Gray Hawk Systems, Inc. and Subsidiaries

Notes to Condensed Consolidated Financial Statements

For the three months ending March 31, 2005 and 2004

Unaudited

 


1.    Introduction and Interview   

Gray Hawk Systems, Inc. (GHSI) was organized under the laws of the Commonwealth of Virginia on September 5, 1995. The Company’s primary business activities are focused on providing information solutions, intelligence analysis, software development and systems engineering services for government clients, in particularly the Department of Defense and the U.S. Intelligence community.

 

On September 19, 2000 the Company formed Gray Hawk Technology Solutions, LLC (GHTS), as a limited liability company under the laws of the Commonwealth of Virginia. As of March 31, 2005 and December 31, 2004, the Company owned 100% of GHTS.

 

On January 17, 2002 the Company formed Hawkeye Systems, LLC (HES), as a limited liability company under the laws of the Commonwealth of Virginia. As of March 31, 2005 and December 31, 2004, the Company owned 100% of HES.

--------------------------------------------------

> [Problem details] Reproduce the part of the Gray Hawk Systems notes from "On September 19, 2000" to "100% of HES." word for word.

A block of data:

--------------------------------------------------

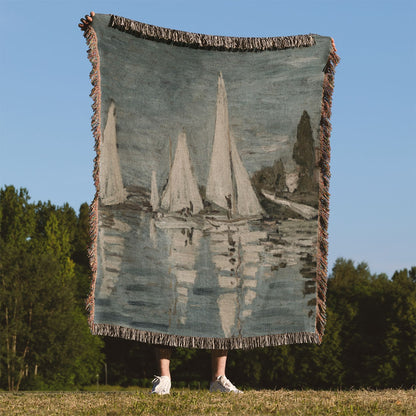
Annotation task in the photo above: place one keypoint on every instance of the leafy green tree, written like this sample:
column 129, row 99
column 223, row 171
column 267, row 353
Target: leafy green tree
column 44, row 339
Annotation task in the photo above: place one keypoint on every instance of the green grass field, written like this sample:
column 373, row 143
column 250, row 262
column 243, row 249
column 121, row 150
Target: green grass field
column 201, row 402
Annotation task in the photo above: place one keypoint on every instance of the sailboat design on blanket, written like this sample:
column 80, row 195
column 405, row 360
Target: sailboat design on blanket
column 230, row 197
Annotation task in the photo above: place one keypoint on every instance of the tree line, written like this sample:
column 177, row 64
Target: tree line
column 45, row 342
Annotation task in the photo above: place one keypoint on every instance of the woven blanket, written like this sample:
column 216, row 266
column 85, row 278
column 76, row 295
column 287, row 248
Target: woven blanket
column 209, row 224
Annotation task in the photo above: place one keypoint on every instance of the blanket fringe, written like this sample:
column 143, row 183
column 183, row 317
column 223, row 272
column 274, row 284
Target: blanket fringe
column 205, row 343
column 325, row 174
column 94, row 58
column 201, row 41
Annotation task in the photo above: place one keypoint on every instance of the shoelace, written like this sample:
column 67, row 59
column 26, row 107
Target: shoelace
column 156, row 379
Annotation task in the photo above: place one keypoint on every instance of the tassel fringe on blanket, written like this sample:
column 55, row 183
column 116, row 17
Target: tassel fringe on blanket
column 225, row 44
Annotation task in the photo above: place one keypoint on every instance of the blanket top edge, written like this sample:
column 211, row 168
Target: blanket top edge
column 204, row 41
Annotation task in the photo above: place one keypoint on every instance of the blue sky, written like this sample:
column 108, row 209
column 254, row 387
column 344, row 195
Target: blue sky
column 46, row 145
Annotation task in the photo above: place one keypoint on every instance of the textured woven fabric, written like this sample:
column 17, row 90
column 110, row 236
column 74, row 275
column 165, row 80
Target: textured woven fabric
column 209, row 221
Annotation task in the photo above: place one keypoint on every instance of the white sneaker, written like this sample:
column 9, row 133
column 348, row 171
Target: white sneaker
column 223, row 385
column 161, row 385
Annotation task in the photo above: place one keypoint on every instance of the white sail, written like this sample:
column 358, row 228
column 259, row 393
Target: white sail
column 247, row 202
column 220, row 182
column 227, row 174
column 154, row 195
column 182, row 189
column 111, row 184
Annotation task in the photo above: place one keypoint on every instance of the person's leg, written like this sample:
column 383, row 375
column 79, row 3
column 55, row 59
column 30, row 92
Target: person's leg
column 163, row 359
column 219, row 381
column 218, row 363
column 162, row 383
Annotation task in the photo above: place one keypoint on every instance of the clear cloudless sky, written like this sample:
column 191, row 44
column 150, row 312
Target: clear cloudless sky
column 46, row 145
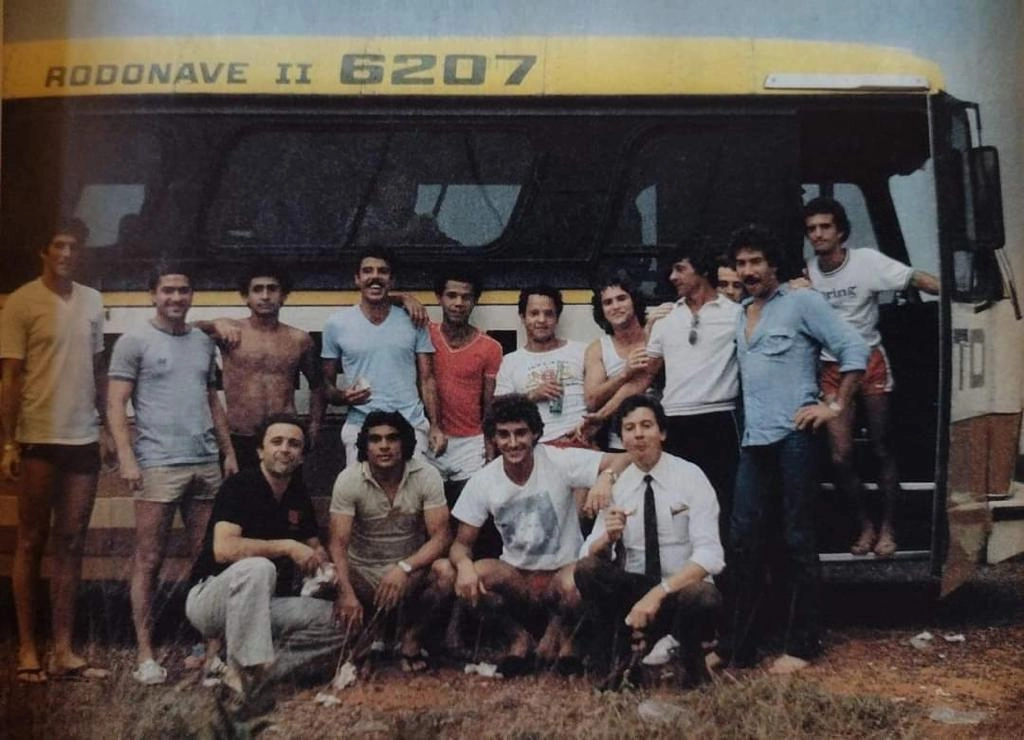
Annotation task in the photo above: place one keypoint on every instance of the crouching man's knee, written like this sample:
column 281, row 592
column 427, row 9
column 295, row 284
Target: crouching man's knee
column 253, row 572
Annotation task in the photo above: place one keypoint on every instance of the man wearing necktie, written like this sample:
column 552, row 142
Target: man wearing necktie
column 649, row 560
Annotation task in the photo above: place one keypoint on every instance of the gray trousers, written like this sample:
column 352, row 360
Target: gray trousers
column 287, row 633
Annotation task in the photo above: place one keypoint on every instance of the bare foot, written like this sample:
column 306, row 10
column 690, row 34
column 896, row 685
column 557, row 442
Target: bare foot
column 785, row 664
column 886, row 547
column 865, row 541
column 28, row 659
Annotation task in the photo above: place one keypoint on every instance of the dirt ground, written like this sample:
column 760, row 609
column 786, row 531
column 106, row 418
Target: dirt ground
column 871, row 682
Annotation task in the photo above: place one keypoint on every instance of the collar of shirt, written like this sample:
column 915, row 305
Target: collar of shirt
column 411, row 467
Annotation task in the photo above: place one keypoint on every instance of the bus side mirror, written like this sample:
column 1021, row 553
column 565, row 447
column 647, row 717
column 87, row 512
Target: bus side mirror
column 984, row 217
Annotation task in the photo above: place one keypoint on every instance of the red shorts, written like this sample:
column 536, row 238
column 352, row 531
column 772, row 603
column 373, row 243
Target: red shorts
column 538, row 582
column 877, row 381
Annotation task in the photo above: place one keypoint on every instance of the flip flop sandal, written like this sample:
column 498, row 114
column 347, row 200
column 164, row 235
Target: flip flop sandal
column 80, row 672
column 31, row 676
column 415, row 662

--------------------------------------------------

> [Result of the exercise]
On September 19, 2000 the Company formed Gray Hawk Technology Solutions, LLC (GHTS), as a limited liability company under the laws of the Commonwealth of Virginia. As of March 31, 2005 and December 31, 2004, the Company owned 100% of GHTS.

 

On January 17, 2002 the Company formed Hawkeye Systems, LLC (HES), as a limited liability company under the laws of the Commonwealth of Virginia. As of March 31, 2005 and December 31, 2004, the Company owned 100% of HES.